▶ JOB: Lay out everything in the data from the line containing "In the photo above, where can the wrist" down to the line containing "column 257, row 101" as a two-column CSV with the headers input_text and point_labels, one row per entry. Put each entry's text under input_text and its answer under point_labels, with every field in quotation marks and line breaks replaced by spaces.

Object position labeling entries

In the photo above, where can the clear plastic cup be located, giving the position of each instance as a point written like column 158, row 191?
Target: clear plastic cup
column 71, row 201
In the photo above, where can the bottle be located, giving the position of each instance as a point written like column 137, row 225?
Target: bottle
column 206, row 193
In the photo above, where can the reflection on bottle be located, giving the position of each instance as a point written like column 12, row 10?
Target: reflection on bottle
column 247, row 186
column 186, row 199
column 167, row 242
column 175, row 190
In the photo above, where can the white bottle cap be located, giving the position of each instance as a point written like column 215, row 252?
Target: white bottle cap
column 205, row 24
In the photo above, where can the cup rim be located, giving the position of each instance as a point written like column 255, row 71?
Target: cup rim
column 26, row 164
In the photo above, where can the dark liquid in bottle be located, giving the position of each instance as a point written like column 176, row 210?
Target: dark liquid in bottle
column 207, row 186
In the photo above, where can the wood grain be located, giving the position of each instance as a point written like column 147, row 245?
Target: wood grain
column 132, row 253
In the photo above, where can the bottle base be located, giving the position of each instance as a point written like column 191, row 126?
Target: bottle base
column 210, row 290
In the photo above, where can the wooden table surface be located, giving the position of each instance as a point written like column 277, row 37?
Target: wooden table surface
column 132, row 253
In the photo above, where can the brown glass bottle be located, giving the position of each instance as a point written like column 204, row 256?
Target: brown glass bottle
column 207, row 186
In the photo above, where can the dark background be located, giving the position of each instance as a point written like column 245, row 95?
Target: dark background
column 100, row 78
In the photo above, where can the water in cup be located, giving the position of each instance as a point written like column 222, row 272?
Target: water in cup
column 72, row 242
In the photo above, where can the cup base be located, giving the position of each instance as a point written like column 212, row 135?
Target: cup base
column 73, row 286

...

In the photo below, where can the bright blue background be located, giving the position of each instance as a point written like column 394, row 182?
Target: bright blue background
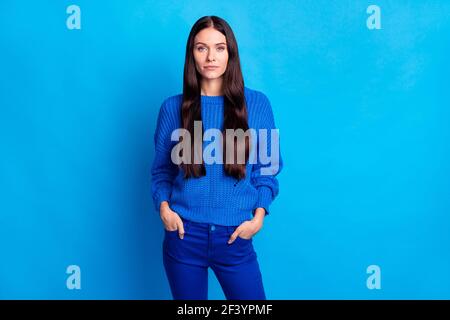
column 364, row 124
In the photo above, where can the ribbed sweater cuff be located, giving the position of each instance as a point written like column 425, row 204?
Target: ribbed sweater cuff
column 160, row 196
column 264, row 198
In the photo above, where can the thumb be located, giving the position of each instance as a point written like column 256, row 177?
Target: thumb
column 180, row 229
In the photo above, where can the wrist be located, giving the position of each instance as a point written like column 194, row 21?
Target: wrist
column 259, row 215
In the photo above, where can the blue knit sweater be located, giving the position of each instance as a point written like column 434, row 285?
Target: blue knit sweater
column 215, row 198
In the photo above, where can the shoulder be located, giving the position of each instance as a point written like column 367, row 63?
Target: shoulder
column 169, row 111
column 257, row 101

...

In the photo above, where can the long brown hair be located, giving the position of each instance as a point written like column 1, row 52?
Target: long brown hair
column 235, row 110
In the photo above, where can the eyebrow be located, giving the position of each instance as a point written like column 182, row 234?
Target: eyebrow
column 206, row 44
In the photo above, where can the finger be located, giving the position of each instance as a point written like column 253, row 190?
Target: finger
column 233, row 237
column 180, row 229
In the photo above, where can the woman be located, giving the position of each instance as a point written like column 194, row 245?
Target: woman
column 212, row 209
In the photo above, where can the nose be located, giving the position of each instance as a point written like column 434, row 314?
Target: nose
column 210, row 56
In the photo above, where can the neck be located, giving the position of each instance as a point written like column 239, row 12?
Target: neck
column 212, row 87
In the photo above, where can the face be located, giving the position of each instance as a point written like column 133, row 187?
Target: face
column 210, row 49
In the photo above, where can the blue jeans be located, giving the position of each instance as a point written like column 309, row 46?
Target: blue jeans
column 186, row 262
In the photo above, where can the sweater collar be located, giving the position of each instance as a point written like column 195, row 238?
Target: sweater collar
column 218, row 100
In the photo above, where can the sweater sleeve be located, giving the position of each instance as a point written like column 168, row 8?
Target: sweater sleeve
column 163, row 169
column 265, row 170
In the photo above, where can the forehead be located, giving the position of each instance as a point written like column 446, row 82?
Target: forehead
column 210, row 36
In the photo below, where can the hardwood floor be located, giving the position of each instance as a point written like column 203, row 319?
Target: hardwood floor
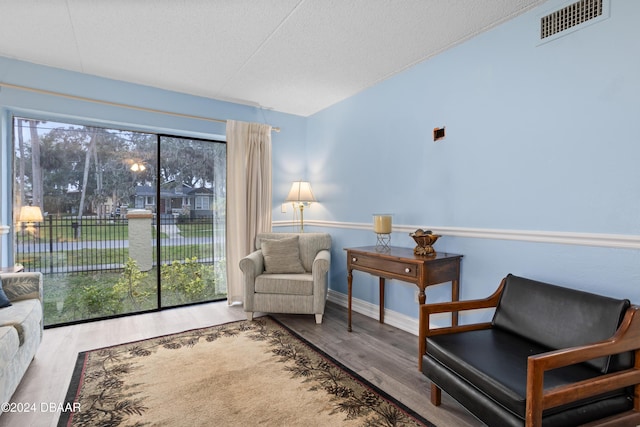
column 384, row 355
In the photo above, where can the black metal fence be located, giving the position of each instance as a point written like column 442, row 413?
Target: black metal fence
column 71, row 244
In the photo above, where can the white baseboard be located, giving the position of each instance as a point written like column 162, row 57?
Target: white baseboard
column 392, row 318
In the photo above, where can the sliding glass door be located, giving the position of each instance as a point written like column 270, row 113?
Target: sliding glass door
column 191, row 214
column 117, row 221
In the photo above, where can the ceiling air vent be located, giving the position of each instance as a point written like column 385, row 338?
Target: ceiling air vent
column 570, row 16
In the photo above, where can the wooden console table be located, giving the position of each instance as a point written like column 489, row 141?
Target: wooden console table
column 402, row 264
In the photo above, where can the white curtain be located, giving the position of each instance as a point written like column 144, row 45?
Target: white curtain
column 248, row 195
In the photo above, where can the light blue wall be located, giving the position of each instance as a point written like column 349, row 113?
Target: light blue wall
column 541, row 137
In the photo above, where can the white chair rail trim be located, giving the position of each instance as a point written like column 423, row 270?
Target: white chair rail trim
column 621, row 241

▶ THE RESULT:
input_text,point_labels
"In the photo above, where can the wrist be located, giving the position of each instance as a point written like column 194, row 21? Target: wrist","column 259, row 215"
"In the photo above, where can the blue knit sweater be located, giving the position of each instance as a point written like column 434, row 285? Target: blue knit sweater","column 215, row 198"
"In the photo above, where can the shoulder be located, giving the position of each instance as a point written like column 367, row 63? Target: shoulder","column 169, row 111 column 257, row 101"